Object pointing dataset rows

%%

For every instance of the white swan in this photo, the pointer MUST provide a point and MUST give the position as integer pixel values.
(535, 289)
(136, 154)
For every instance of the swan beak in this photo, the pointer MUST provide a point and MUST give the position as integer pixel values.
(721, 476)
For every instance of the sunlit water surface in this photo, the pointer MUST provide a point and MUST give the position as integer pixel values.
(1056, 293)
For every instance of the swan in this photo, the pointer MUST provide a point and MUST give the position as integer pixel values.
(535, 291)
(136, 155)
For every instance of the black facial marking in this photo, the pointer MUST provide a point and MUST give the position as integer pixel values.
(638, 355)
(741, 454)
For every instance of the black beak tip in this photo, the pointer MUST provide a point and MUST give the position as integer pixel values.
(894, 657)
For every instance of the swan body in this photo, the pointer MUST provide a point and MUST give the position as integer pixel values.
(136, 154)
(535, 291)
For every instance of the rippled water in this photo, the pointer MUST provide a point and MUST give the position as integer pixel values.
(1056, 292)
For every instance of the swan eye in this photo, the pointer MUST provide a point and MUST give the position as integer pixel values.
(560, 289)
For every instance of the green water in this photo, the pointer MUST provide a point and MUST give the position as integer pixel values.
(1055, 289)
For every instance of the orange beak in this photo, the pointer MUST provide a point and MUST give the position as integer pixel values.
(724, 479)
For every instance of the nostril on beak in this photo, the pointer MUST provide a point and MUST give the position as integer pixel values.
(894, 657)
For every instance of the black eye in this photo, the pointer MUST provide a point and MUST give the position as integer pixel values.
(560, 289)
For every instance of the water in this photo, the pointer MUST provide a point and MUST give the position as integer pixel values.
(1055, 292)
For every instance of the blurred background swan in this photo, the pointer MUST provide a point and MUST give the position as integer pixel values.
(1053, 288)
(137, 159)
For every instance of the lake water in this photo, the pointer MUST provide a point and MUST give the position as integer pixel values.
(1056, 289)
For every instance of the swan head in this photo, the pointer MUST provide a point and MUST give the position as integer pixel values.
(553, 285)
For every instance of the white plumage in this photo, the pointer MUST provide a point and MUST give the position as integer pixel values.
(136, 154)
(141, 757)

%%

**Prompt**
Shift every coordinate value in the points by 14 for the listing from the line with "For every instance of the swan body" to the line with "(1056, 289)", both lines included. Write out all of those lines, keeping every other line unchanged.

**Correct answer**
For every instance of the swan body in this photo, the pointer MUST provide a point and MUST give the position as integer pixel values.
(150, 168)
(549, 305)
For every instance of the rippled water in this photo, the pointer MUST provide a point and MUST give the position as integer pixel values.
(1070, 306)
For every instance of the swan eye in this photo, the pointer MUST provide a point and MUST give the position as integer pixel values.
(574, 303)
For every instance of the green water in this photo, the pointer MUST provide a point and MUST give the position as integer pixel values.
(1069, 303)
For every instance of the orange beak in this photo, the pointer MUST provide a point and MUST give the position as integer pixel values.
(738, 493)
For every instance of the nostril on beak in this photo, the pointer MUST provide a point and MUST give the position as integer pixel values.
(908, 671)
For every instance of the black eye in this photo, the pointer MUST provide a point and MUST give the position as integer pixel values.
(574, 303)
For every instance of the water in this photo, the pointer MUST provide a point and MUST give the position as integer pixel values.
(1069, 306)
For every instance of the blurred background swan in this photo, the pointer MUST provide a point and MUST give the position as integer pixel values.
(1067, 302)
(151, 173)
For every instance of the lake water in this photo, the pointer MUST provide a point and MUST give the position as integer pixel values.
(1070, 303)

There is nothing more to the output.